**Tekstfragment:**
▶

Voor het Laat-Paleolithicum en Mesolithicum geldt een middelhoge verwachting. Het plangebied bevindt zich op een relatief hoog gebied, wat het een interessante woonplek maakt. In de omgeving van het plangebied zijn alleen losse vondsten bekend uit deze perioden, maar dit komt deels ook door het beperkte aantal onderzoeken dat er in de omgeving van het plangebied is gedaan. Verder geldt op basis van de gemeentelijke verwachtingskaart een middelhoge verwachting. Alles bij elkaar geldt er daardoor voor deze perioden een middelhoge verwachting. Resten uit deze periode zullen zich voordoen in intacte bodemhorizonten in de podzolbodem, en zullen bestaan uit sporen van tijdelijke bewoning, vuursteen en haardkuilen. Voor resten uit het Neolithicum tot en met de Nieuwe Tijd geldt een middelhoge verwachting. Het plangebied bevindt zich op een relatief hoog gebied, wat het een interessante woonplek maakt. In de omgeving van het plangebied zijn geen resten bekend uit deze perioden, maar dit komt deels ook door het beperkte aantal onderzoeken dat er in de omgeving van het plangebied is gedaan. Verder geldt op basis van de gemeentelijke verwachtingskaart een middelhoge verwachting. Alles bij elkaar geldt er daardoor voor deze perioden een middelhoge verwachting. Resten uit deze perioden kunnen zich vanaf het maaiveld tot diep in de C-Horizont voordoen, en zullen bestaan uit nederzettingssporen en/of sporen van agrarisch/industrieel landgebruik.

◀

**Uit te voeren taken:**
(a) Waar zullen volgens het tekstfragment resten uit het Laat-Paleolithicum en Mesolithicum zich voordoen?
(b) Noem alle archeologische perioden die in het tekstfragment bij naam worden genoemd.

**Studiemateriaal:**
▶

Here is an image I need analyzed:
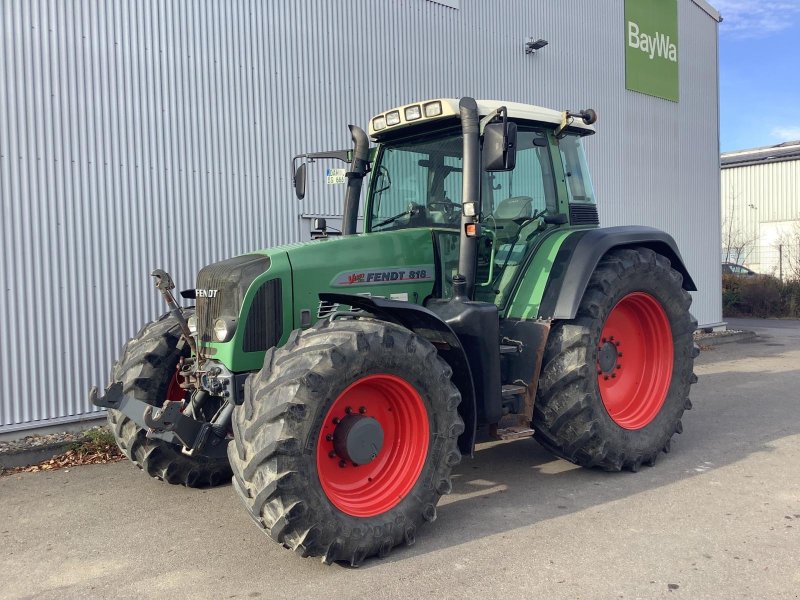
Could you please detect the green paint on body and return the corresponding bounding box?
[502,229,575,319]
[203,229,436,373]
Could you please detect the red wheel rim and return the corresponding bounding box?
[597,292,673,429]
[317,375,430,517]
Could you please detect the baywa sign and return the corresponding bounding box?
[625,0,679,102]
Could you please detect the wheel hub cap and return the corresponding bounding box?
[597,292,674,430]
[333,415,383,466]
[597,340,619,375]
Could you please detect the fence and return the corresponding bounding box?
[722,240,800,281]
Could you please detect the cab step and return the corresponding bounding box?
[489,425,534,440]
[495,383,528,398]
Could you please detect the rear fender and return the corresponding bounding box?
[319,294,477,456]
[539,226,697,319]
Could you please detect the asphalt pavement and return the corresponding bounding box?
[0,320,800,600]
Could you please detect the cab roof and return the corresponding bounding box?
[369,98,595,141]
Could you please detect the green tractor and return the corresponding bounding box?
[90,98,697,565]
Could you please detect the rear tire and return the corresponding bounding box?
[108,310,231,488]
[533,248,698,471]
[228,319,464,566]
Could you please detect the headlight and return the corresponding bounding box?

◀

**Uitgewerkte opgaven:**
(a) In intacte bodemhorizonten in de podzolbodem.

(b) Laat-Paleolithicum, Mesolithicum, Neolithicum, Nieuwe Tijd